Excerpted passage:
Enovis launches AR device for orthopaedic surgery

Enovis launches an AR device to be used for orthopaedic surgeries, which can be controlled by doctors for aligning implants with precision.

By GlobalData

Enovis has produced and launched a wearable augmented reality (AR) device, ARVIS, to be used for orthopaedic surgeries but more specifically customised towards knee and hip replacements. ARVIS is an independent surgical guidance device that can be controlled by surgeons and attached to the wearer’s head to make sure it does not interfere with the operation. This product shows real-time AR visualisation and instructions to help surgeons place and align implants with precision. The launch comes at an opportune time as orthopaedic surgeries are on the rise due to the rebound of backlogged surgeries that were once postponed as a result of the Covid-19 pandemic. Another factor for the growing demand is an ageing population: in the US alone, the population of those 65 or older is expected to reach 80 million by 2040, which will only accelerate the need for more efficient and easier-to-use means of orthopaedic procedures.

Several benefits of implementing AR into surgeries are primarily the safety advantages. Rather than estimating where specific locations need to be accessed in the body based on a variety of 2D images, surgeons can now use 3D models projected directly to their point of view, which provide more accurate locations. Furthermore, operations can now be wrapped up in a timelier manner as surgeons no longer need to divert their attention between different scans of their patients and continue the procedure with greater confidence. Lastly, AR has huge advantages when it comes to training prospective surgeons, so it is no longer such a drastic transition between studying off images and working on the real thing.

Material supplied:
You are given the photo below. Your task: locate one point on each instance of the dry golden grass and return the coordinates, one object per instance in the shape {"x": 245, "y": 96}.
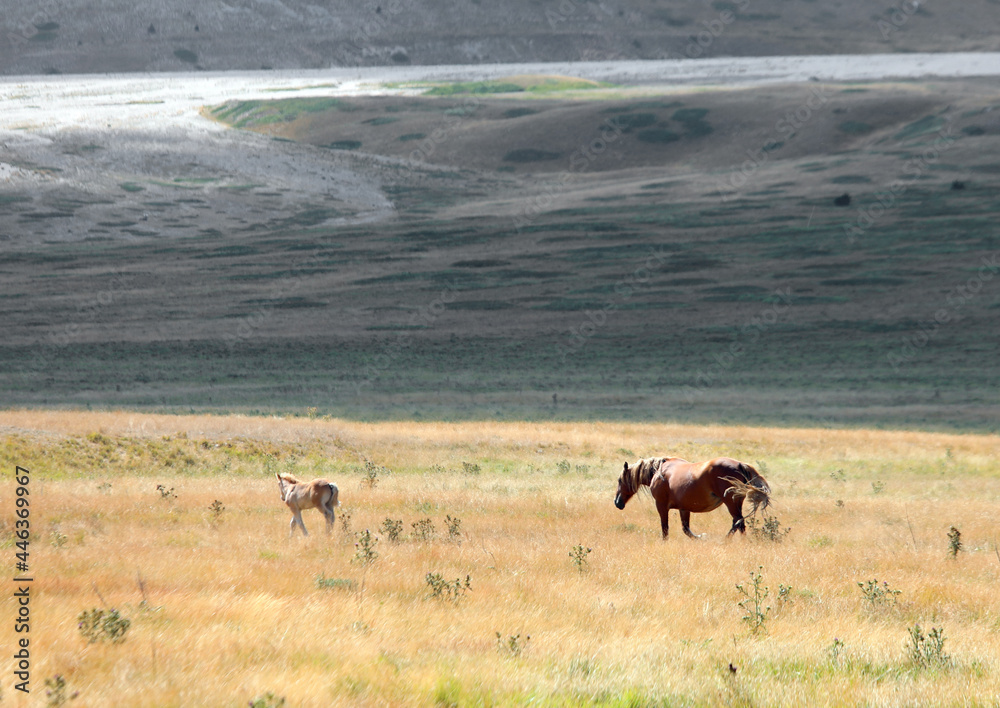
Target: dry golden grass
{"x": 231, "y": 609}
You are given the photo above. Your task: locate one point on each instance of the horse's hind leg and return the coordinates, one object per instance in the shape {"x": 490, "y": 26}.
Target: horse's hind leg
{"x": 686, "y": 524}
{"x": 330, "y": 517}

Required tasks:
(a) Answer these from the article on Enovis's AR device:
(i) Which two kinds of replacement is ARVIS specifically tailored to?
(ii) What number is the US population aged 65 or older expected to reach by 2040?
(iii) With AR, what do surgeons use in place of a variety of 2D images?
(b) List every benefit of using AR in surgery that the second paragraph of the article on Enovis's AR device names.
(c) Write one more paragraph continuing the article on Enovis's AR device.
The entries bear no relation to the article on Enovis's AR device.

Answer list:
(a)
(i) Knee and hip replacements.
(ii) 80 million.
(iii) 3D models projected directly into their point of view.

(b)
- Safety, since 3D models projected into the surgeon's view give more accurate locations than estimates based on 2D images
- Faster operations, because surgeons no longer need to shift their attention between different scans and can proceed with greater confidence
- Better training for prospective surgeons, making the move from studying images to working on real patients less abrupt

(c)
The market outlook for knee and hip replacements is promising; in 2021, total revenue for knee reconstruction was $8.4bn and $7.5bn for hip reconstruction and these values are expected to increase to $12.3bn and $10bn by 2030. Augmented reality is gradually being adopted in the healthcare space as the medical community is realising the substantial benefits of the improved efficiency and precision of surgical procedures that this technology can provide. It is expected that additional companies will develop AR devices of their own to tap into this growing demand. As it stands now, however, Enovis is the only company with a hands-free real-time AR device engineered specifically for orthopaedics.